### ASSIGNMENT
Show, from the entries below, every line in which "multi" appears.

[Stored data]
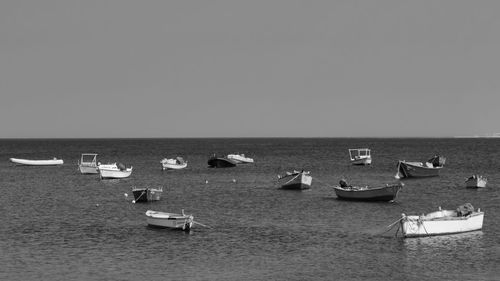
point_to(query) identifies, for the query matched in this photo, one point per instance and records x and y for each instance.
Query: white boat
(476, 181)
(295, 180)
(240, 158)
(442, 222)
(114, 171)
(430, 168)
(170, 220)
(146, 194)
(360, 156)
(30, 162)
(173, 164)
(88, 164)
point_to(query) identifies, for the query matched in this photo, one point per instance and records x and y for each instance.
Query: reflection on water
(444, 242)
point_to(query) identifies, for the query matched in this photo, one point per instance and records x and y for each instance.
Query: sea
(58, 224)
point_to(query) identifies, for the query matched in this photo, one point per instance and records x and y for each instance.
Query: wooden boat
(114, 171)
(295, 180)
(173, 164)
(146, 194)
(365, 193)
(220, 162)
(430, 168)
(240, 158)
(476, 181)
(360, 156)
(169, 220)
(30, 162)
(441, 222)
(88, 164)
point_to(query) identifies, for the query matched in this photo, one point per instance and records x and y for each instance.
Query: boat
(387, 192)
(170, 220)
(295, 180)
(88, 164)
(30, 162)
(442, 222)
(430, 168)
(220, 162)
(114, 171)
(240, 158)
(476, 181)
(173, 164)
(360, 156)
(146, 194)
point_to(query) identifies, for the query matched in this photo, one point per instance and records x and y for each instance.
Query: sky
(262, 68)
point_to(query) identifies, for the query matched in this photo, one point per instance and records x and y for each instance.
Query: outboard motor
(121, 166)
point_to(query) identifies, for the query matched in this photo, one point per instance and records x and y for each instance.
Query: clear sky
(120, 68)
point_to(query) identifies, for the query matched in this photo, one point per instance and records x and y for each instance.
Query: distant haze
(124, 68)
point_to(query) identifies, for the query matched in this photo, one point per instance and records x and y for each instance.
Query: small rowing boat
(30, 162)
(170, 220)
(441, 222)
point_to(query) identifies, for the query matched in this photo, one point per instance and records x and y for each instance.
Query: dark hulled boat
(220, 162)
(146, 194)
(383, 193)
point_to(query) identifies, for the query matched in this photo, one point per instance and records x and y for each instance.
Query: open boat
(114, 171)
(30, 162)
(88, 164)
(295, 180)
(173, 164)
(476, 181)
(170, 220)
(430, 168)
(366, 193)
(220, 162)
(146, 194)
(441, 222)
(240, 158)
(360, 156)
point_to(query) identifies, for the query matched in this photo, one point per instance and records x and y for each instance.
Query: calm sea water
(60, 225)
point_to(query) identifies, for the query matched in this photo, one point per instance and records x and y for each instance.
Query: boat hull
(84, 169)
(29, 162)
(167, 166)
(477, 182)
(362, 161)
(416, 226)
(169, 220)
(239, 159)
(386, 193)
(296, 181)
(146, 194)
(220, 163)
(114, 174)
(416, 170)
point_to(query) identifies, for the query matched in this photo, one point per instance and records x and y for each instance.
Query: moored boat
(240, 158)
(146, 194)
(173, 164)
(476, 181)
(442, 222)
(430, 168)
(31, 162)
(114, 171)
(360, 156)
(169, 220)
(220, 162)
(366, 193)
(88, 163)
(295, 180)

--

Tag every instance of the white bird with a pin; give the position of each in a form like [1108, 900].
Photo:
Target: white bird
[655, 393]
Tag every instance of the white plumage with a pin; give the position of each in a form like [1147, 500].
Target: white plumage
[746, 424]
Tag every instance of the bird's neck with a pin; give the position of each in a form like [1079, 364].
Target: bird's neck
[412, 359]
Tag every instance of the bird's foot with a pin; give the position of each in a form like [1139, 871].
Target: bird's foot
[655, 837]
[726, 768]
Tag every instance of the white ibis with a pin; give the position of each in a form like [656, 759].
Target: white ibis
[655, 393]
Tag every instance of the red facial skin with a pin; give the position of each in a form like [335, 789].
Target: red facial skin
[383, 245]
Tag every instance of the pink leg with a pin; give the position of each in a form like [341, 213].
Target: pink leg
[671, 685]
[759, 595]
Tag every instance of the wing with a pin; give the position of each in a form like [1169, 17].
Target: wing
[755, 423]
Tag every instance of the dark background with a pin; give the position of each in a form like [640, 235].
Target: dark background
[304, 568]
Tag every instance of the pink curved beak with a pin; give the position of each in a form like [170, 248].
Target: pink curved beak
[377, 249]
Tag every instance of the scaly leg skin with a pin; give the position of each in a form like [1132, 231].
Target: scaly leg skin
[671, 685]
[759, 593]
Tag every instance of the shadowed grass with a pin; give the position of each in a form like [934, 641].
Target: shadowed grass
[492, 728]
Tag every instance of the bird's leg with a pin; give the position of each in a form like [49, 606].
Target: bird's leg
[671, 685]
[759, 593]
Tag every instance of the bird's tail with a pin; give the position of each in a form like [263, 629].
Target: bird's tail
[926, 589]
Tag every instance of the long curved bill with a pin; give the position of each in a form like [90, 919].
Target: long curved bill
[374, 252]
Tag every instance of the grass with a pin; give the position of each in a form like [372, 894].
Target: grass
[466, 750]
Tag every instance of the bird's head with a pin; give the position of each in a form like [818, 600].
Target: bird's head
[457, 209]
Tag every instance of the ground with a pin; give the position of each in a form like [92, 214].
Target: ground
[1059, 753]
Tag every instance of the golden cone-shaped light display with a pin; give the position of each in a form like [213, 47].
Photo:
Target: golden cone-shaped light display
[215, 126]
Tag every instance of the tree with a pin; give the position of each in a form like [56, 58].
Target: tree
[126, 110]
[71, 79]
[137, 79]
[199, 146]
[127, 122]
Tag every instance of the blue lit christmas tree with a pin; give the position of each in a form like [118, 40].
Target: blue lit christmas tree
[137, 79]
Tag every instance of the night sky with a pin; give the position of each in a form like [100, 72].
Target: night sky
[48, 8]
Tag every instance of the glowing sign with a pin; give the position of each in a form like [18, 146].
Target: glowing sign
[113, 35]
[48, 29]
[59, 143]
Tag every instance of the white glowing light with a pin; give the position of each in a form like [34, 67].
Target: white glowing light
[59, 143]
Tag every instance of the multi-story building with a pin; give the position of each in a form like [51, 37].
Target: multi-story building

--

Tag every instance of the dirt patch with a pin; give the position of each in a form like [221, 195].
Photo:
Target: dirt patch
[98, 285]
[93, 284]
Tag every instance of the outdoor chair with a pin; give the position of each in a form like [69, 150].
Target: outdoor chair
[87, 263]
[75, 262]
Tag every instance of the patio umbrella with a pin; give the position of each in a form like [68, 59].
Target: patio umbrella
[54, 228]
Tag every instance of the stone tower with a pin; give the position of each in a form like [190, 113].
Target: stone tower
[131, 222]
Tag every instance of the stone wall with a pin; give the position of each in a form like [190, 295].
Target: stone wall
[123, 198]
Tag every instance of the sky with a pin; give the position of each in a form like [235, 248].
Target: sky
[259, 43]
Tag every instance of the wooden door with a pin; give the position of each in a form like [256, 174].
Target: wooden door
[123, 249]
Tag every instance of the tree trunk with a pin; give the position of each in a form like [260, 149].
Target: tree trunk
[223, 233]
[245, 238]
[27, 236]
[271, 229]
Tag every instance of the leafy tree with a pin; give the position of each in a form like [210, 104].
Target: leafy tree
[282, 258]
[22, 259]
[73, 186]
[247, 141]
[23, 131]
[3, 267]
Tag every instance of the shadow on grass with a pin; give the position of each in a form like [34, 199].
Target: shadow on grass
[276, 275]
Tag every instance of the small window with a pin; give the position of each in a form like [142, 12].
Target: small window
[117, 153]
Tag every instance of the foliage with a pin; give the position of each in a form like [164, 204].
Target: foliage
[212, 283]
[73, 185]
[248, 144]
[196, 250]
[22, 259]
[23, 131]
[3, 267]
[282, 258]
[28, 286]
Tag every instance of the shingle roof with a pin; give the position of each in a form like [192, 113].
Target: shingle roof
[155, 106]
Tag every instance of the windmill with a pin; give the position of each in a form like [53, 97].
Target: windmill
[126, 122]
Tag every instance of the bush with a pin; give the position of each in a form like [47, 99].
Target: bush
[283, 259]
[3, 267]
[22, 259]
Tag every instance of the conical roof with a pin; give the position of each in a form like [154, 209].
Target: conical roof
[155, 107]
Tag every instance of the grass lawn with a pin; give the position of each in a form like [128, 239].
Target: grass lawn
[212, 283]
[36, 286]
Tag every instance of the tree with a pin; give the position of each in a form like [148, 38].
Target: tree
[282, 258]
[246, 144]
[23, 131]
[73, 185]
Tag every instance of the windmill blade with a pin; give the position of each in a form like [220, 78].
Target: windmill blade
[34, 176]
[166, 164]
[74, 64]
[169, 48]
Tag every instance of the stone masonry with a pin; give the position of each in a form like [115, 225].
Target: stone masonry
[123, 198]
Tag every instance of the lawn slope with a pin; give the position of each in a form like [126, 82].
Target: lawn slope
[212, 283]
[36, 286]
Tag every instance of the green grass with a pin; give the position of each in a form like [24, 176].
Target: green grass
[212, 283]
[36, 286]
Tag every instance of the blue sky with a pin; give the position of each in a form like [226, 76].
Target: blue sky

### EXERCISE ANSWER
Tag every instance of the multi-story building with a pin; give the position of each in a form like [51, 37].
Target: multi-story building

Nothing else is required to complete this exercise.